Natural-language object grounding data
•••••

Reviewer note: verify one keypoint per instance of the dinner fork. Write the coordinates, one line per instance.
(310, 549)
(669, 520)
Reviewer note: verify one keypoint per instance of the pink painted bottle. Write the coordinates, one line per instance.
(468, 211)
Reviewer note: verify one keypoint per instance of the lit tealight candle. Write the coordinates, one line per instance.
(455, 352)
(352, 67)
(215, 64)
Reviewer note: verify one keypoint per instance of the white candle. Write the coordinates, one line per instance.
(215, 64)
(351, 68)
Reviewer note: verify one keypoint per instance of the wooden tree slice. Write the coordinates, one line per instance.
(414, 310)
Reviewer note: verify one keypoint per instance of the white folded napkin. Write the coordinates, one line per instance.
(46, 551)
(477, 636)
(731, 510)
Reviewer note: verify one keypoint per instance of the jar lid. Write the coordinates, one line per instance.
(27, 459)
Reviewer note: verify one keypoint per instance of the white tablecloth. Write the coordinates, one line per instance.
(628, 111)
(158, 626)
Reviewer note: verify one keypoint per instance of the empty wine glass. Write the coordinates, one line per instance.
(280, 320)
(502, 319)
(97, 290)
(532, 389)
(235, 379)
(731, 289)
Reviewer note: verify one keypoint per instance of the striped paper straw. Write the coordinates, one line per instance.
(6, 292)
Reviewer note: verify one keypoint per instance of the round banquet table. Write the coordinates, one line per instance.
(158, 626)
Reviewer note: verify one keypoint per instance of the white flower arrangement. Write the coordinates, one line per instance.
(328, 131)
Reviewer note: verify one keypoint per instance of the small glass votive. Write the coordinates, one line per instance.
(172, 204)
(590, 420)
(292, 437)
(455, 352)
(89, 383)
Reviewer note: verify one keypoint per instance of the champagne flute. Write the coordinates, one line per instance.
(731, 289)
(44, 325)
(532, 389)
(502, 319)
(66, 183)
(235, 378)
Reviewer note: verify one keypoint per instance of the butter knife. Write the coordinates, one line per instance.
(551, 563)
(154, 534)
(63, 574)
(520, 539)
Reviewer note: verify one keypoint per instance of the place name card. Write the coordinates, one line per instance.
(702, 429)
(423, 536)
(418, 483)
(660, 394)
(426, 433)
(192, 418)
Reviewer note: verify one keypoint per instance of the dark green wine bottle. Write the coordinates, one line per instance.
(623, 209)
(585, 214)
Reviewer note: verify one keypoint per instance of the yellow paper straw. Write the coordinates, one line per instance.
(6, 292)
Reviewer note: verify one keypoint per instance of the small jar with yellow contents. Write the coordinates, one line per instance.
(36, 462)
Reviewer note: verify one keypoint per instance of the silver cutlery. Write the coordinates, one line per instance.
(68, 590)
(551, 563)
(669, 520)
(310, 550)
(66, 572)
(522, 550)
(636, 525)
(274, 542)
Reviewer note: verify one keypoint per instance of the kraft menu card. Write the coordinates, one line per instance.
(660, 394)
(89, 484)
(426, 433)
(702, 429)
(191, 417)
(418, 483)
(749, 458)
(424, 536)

•••••

**Action item:** I need each line above reproduced exactly.

**Result for this task:**
Reviewer note: verify one keypoint per instance of the dinner fork. Write the coordinates, one line per instance.
(310, 549)
(669, 520)
Reviewer note: verify one keypoint per instance of the pink painted bottle. Write the coordinates, one line per instance.
(468, 211)
Reviewer note: verify one keypoint per instance of the lit tealight candle. Write the coordinates, one line per instance.
(455, 352)
(352, 67)
(215, 64)
Reviewer note: verify one keypoint per instance of the white candle. Write the coordinates, one line per instance.
(215, 64)
(351, 68)
Reviewer note: verify one keypoint per instance of the wooden tree slice. Write the coordinates, one line per instance.
(414, 310)
Reviewer note: verify one keypoint per instance of the white folded napkin. Write the coordinates, one line per instance.
(46, 551)
(477, 636)
(731, 510)
Reviewer note: verify one keypoint per instance of the jar lid. Write the coordinates, one line per instance.
(27, 459)
Reviewer note: verify one keypoint per instance of the white tablecloth. Write the coordinates, one line per instance.
(628, 111)
(158, 626)
Reviewer note: verify one keypoint per instance of the empty wine glass. Write the coordinates, one line per instance.
(280, 320)
(502, 319)
(97, 290)
(532, 389)
(235, 379)
(731, 289)
Reviewer note: verify one keypoint per instance of the striped paper straw. Write the coordinates, one line per instance.
(6, 292)
Reviewer note: verify one keypoint per instance of the round banquet table. Write the coordinates, one line per instance.
(158, 626)
Reviewer note: verify one keypoint per instance of the white flower arrangement. Write the coordinates, one line per instance.
(328, 131)
Reviewer note: verify one keypoint per instance of the small glass votive. Write the coordinates, one line per instance.
(172, 204)
(590, 420)
(292, 437)
(455, 352)
(89, 383)
Reviewer note: verify one keypoint per instance of the champagne flute. Write the coordinates, one line per instance.
(731, 289)
(44, 325)
(532, 389)
(502, 319)
(66, 183)
(235, 378)
Reviewer note: verify one keypoint per instance of the butter knife. Write the coordinates, one line per instance.
(551, 563)
(154, 534)
(63, 574)
(520, 539)
Reviewer note: verify one keypoint per instance of the place name card. Write the coordinates, one line per instance.
(702, 429)
(423, 536)
(418, 483)
(660, 394)
(426, 433)
(192, 418)
Reviewer note: verify one keypoint per instance of the dark green wine bottle. Write the coordinates, one line per instance.
(623, 209)
(585, 214)
Reviewer note: verify one keypoint per instance of the yellow paper straw. Write the coordinates, one line per instance.
(6, 292)
Reviewer note: verify one keypoint per instance of the small jar with yellow contents. Write the coordinates, one line per instance.
(36, 462)
Reviewer note: verify one keypoint per instance of the silver cutlery. Write the coordinates, one line per instance.
(68, 590)
(551, 563)
(669, 520)
(310, 550)
(66, 572)
(522, 550)
(636, 525)
(274, 542)
Reviewer note: verify one keypoint per instance of the kraft menu card. Write the coordinates, one line per instance.
(660, 394)
(89, 484)
(426, 433)
(702, 429)
(191, 417)
(418, 483)
(749, 458)
(424, 536)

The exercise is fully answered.